- _EXERCISE DETAILS_
Once you have read the data below, write it all out exactly.

[Point-per-instance localization data]
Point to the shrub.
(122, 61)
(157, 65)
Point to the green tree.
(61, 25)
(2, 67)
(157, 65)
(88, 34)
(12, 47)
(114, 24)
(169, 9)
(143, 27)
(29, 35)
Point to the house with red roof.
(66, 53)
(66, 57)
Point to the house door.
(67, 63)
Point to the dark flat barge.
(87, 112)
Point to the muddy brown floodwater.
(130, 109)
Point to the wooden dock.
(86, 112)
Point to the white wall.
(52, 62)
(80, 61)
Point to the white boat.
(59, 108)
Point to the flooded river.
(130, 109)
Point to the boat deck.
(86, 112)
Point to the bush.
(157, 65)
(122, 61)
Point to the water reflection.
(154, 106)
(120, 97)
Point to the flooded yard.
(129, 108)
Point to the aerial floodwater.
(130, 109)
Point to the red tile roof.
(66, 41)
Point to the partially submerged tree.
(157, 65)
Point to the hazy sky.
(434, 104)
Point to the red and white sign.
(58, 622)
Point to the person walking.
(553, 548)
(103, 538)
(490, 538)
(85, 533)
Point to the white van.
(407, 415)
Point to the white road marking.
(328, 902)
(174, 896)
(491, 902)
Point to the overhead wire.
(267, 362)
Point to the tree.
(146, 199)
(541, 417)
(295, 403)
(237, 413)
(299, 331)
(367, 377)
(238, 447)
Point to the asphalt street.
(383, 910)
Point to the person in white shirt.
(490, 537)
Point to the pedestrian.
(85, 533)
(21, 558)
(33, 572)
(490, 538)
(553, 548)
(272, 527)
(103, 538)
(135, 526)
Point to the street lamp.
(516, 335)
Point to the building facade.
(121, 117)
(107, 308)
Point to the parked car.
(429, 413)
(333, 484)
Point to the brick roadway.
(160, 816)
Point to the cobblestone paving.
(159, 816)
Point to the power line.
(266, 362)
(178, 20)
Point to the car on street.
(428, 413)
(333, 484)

- _YOUR SOLUTION_
Point to the shrub.
(122, 61)
(157, 65)
Point to the green tree.
(61, 25)
(2, 67)
(157, 65)
(88, 34)
(12, 47)
(114, 24)
(169, 9)
(143, 27)
(29, 35)
Point to the house with red roof.
(66, 53)
(66, 57)
Point to the house door.
(67, 63)
Point to the dark flat barge.
(87, 112)
Point to the muddy brown floodwater.
(130, 109)
Point to the wooden dock.
(86, 112)
Point to the white wall.
(52, 62)
(80, 61)
Point to the white boat.
(59, 108)
Point to the flooded river.
(130, 109)
Point to the boat deck.
(86, 112)
Point to the bush.
(157, 65)
(122, 61)
Point to the water reflection.
(154, 106)
(120, 97)
Point to the flooded yard.
(129, 108)
Point to the aerial floodwater.
(130, 109)
Point to the red tile roof.
(66, 41)
Point to the partially submerged tree.
(157, 65)
Point to the hazy sky.
(434, 104)
Point to the red and white sign.
(58, 622)
Point to the person walking.
(553, 548)
(103, 538)
(490, 538)
(85, 533)
Point to the white van.
(407, 415)
Point to the white road marking.
(328, 902)
(174, 896)
(491, 902)
Point to the overhead wire.
(267, 362)
Point to the tree.
(146, 199)
(541, 417)
(295, 403)
(237, 413)
(299, 331)
(367, 377)
(238, 447)
Point to the asphalt street.
(383, 910)
Point to the person in white shirt.
(490, 537)
Point to the pedestrian.
(85, 533)
(21, 558)
(33, 572)
(490, 538)
(553, 548)
(272, 527)
(103, 538)
(135, 526)
Point to the street lamp.
(516, 335)
Point to the building facade.
(121, 117)
(107, 308)
Point to the parked car.
(429, 413)
(333, 484)
Point to the brick roadway.
(160, 816)
Point to the cobblestone paving.
(159, 816)
Point to the power line.
(266, 362)
(178, 20)
Point to the car on street.
(428, 413)
(333, 484)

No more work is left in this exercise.